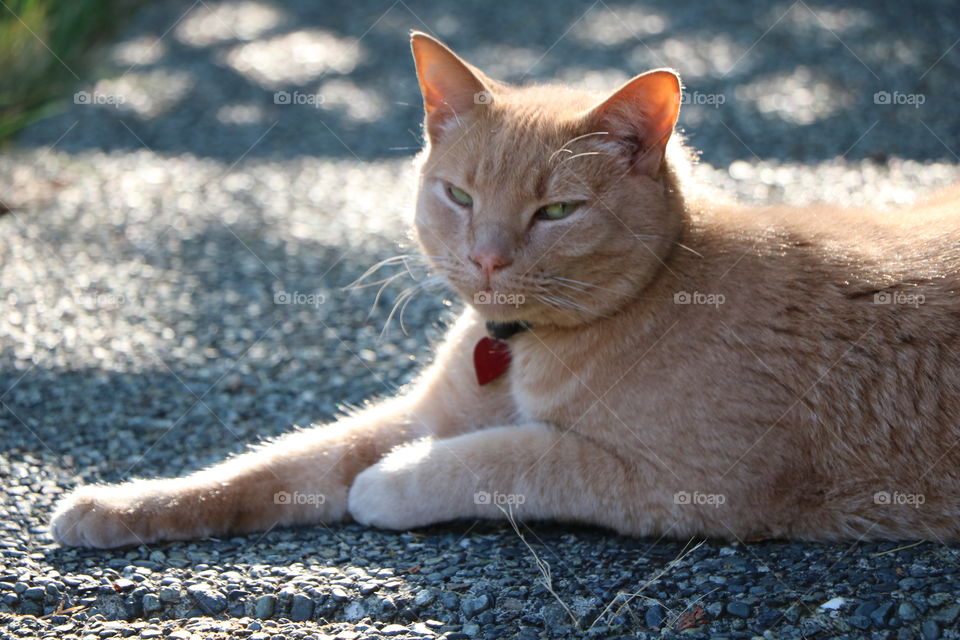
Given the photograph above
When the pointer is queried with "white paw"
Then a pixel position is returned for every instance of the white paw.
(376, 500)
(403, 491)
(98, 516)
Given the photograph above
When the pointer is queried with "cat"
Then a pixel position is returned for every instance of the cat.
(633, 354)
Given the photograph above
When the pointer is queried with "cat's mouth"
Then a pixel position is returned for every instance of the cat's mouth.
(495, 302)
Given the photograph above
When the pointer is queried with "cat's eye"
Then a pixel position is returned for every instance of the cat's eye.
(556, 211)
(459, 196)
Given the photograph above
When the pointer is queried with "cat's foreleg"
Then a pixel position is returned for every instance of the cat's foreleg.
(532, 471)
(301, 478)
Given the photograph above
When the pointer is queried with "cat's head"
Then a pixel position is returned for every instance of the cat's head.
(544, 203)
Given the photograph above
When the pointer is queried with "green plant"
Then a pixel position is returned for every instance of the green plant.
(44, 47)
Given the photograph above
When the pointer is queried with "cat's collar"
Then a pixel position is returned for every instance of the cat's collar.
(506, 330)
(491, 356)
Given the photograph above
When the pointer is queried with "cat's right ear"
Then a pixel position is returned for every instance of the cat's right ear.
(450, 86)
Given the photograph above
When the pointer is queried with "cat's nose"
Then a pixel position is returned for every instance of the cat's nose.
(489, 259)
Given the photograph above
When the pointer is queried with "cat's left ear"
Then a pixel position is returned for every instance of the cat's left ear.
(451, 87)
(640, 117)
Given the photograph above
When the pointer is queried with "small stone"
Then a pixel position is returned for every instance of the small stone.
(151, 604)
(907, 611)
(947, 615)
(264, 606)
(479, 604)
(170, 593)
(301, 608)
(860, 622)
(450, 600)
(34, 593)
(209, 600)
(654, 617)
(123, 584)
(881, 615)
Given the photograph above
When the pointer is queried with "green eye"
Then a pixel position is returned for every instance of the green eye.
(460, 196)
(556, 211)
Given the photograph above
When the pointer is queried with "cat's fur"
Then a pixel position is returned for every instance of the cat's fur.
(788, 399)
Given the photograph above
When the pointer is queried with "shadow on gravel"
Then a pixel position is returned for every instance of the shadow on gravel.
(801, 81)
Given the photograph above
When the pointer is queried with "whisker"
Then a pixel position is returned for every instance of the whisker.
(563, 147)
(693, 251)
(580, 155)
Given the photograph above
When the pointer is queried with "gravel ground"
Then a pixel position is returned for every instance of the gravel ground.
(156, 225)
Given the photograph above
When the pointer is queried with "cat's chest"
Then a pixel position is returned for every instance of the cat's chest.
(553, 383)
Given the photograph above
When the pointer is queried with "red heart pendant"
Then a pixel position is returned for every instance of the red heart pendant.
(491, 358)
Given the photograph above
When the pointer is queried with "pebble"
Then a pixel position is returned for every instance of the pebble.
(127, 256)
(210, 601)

- [WORK TO COMPLETE] Reproduce the whole listing word for word, setting aside any pictures.

- [RESPONSE BELOW]
Given the photograph above
When the pointer is queried with "white paw"
Then a pixel position is returned for every instance of the white paw.
(376, 500)
(403, 491)
(98, 516)
Given the photograph above
When the pointer is queried with "cat"
Then a pixel position is returned for every instance of the cat.
(633, 354)
Given the photograph above
When the pointer is queried with "cat's mouth"
Then a pixel position is returned for every instance of the cat's mouth.
(495, 302)
Given the photograph above
When the pointer is queried with "cat's eye"
Then a pixel position is returned for every instance of the cat's eye.
(556, 211)
(459, 196)
Given the photograph above
When the pointer is queried with "cat's foreleg"
Then a pixel position is returned for every instance of the cat's foreleg.
(532, 471)
(301, 478)
Given the photograph above
When the pointer is queried with "cat's head"
Then a pixel position is returned for every instance of the cat's head.
(544, 203)
Given the photograph above
When the pointer is queried with "green plant"
Then a pixel position is returned for every instance of the green plant.
(44, 47)
Given the photograph above
When the pointer is queried with "cat's collar"
Then a pixel position is returned for every instance of the cat's collar.
(506, 330)
(491, 356)
Given the photograph above
When the pointer is queried with "cat's right ear"
Then a pixel position is returned for every instance of the cat's right ear.
(450, 86)
Given the photograph above
When the pointer is queried with "cat's nose"
Then a pixel position is returned for every instance of the cat's nose.
(489, 259)
Given the photograph above
When the pointer is queried with "cat's left ear"
Then a pixel position is returned for every instance of the cat's left ear.
(451, 87)
(640, 117)
Given the photograph above
When the pointer is queried with "small stone"
Then a pixel position is returned for every instance of the small stone.
(151, 604)
(907, 611)
(947, 615)
(264, 606)
(479, 604)
(170, 593)
(301, 608)
(860, 622)
(450, 600)
(34, 593)
(209, 600)
(654, 617)
(123, 584)
(881, 615)
Given the photograph above
When the pointer is queried with "green eye"
Then a pixel position is returned for every instance of the green eye.
(460, 196)
(556, 211)
Given the photograph above
When the pointer is queried with "cat's fur"
Then a pixel position is returned for every instance of the cat's fur.
(788, 399)
Given the photograph above
When the pointer is queried with "shadow on gravel"
Then a pixel position is returned for every instance of the shadow on gravel.
(801, 81)
Given the photograph above
When the pointer is queried with "whisker"
Then a pixel position is returned for every instance of the whisker.
(563, 147)
(693, 251)
(580, 155)
Given the photograph above
When the pointer is queried with "gravel ground"
Then a pixel position is returned for every instance of the gravel ground.
(156, 225)
Given the photograph above
When the pointer is queried with "cat's chest"
Then a pixel position is returned for every instance of the cat's chest.
(553, 383)
Given the photograph above
When the pointer is queried with "red heart pendant"
Then a pixel position is returned for every instance of the red heart pendant.
(491, 358)
Given the photograph above
When the pointer is queried with "pebble"
Then a pixel position is returned for every instance of the pebble.
(127, 256)
(210, 601)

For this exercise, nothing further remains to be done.